### WRITTEN REQUEST
Reproduce every row below word for word, omitting the pictures.

### ENTRIES
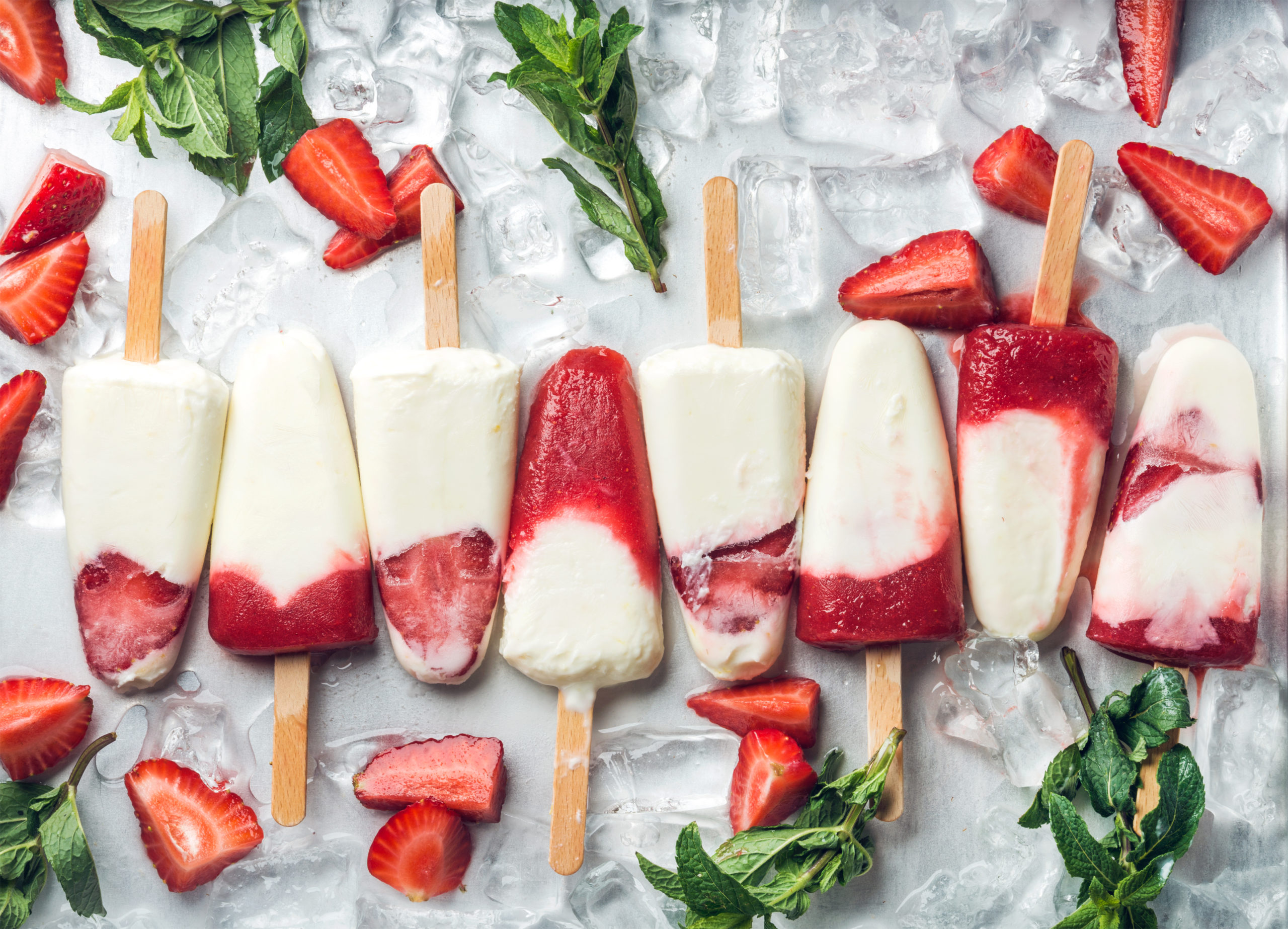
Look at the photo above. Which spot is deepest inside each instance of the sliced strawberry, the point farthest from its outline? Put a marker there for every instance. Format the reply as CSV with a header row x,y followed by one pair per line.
x,y
771,783
1215,216
31,49
1017,173
423,851
20,400
63,198
461,772
42,721
786,704
418,171
190,831
1149,37
337,173
38,288
941,280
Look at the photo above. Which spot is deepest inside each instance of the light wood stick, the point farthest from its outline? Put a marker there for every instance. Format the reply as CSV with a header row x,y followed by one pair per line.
x,y
290,736
725,293
147,278
1064,230
572,783
886,713
438,261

### TASK RESULT
Look at the photo above. Which spot is deepest inside each instance of the sliced strawberry, the point farthest from its outline? Put a marker there for every instance. Format the reply as CSV with a header row x,y followed by one pair per line.
x,y
771,783
1215,216
31,49
1017,173
423,851
20,400
63,198
461,772
42,721
786,704
418,171
190,831
1149,37
337,173
38,288
941,280
Look at the photo above. Which spot is deepest inside each instance of the light wood stick, the point farthest from its outline? Put a marker there for every instance. Format the reply as CSV with a header row x,y followed by one pair per line.
x,y
290,736
725,293
147,278
1064,230
572,783
886,713
438,261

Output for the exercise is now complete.